▶ _PROVIDED TEXT_
=== Begin Enclosure ===

Walid said that despite Luqman's rhetoric, he was not dangerous. The Imam struggled to pay rent and heat at his mosque in Dearborn, and was evicted from a previous mosque for not paying rent. Walid says the police actions at the Detroit warehouse that day amounted to excessive force, borne out by the condition of Luqman's body when the medical examiner arrived.
The medical examiner's report says the body was cold when he arrived and rigor mortis had set in, so it was impossible to establish time of death.
The police dog named "Freddy," a Belgian Malinois, was airlifted to get medical attention, while Luqman's body was eventually taken by ambulance to the hospital, according to his son. Freddy was later honored with a memorial service.
It remains unclear how Luqman's jaw came to be broken and his face so badly lacerated or when he was handcuffed.

=== End Enclosure ===

▶ _STORED DATA_
=== Begin Enclosure ===

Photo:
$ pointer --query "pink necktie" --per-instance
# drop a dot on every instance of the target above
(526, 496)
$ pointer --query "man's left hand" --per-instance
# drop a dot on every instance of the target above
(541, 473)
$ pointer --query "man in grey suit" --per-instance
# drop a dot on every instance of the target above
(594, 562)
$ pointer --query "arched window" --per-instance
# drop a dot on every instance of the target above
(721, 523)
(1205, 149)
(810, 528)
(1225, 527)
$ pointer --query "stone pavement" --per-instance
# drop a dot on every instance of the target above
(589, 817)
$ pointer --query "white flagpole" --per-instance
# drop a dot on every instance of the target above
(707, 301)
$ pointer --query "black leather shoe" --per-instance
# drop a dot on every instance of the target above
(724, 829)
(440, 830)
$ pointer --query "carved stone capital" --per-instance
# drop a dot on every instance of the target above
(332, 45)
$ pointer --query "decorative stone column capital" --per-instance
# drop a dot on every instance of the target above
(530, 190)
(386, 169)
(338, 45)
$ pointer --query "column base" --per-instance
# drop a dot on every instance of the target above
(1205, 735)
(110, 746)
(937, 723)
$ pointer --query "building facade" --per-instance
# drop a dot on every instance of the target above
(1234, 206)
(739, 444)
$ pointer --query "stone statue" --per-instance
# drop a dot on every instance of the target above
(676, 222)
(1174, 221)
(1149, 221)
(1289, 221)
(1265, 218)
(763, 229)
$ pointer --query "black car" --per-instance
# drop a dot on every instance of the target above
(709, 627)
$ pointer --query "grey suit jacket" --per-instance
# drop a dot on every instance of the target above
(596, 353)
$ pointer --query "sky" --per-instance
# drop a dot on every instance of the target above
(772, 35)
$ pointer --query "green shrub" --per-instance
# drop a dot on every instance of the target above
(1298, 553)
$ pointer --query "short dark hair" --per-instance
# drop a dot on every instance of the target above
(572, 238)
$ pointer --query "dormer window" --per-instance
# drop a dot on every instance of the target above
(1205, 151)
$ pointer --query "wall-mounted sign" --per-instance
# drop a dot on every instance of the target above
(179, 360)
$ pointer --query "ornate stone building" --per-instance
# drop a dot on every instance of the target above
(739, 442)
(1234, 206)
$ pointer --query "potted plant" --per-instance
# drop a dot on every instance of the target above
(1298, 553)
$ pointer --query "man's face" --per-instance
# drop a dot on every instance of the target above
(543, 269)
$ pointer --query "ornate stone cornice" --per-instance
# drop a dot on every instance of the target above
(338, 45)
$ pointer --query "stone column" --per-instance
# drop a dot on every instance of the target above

=== End Enclosure ===

▶ _REQUIREMENT A_
Using the passage about Luqman's death, answer these:
(i) In what city was the Imam's mosque?
(ii) What breed was the police dog named "Freddy"?
(iii) According to his son, how was Luqman's body taken to the hospital?
▶ _REQUIREMENT B_
Write the next few sentences of the passage about Luqman's death, picking up after its final sentence.
The entries come from a separate source, not from the passage about Luqman's death.

▶ _EXERCISE RESULT A_
(i) Dearborn
(ii) A Belgian Malinois
(iii) By ambulance

▶ _EXERCISE RESULT B_
After viewing all the autopsy photos with the Wayne County Medical Examiner, Lena Masri, an attorney for CAIR Michigan, said she believes Luqman's body may have been moved from the original location where he was killed before the medical examiner arrived.
Luqman preached overthrowing the U.S. government and establishing Islamic law, but he was not charged with terrorism. Federal authorities used informants inside Luqman's mosque to gather evidence that he and his associates were dealing in stolen goods, and illegally possessed firearms, among other charges.
Eleven associates of Luqman were subsequently charged with some or all of the following crimes: conspiracy to commit federal crimes, being a felon in possession of firearms, possession of firearm with an altered serial number, tampering with vehicle identification numbers and aiding and abetting. When charged in court, all of the defendants refused to respond to a request to enter a plea, so the court entered a plea of not-guilty on their behalf.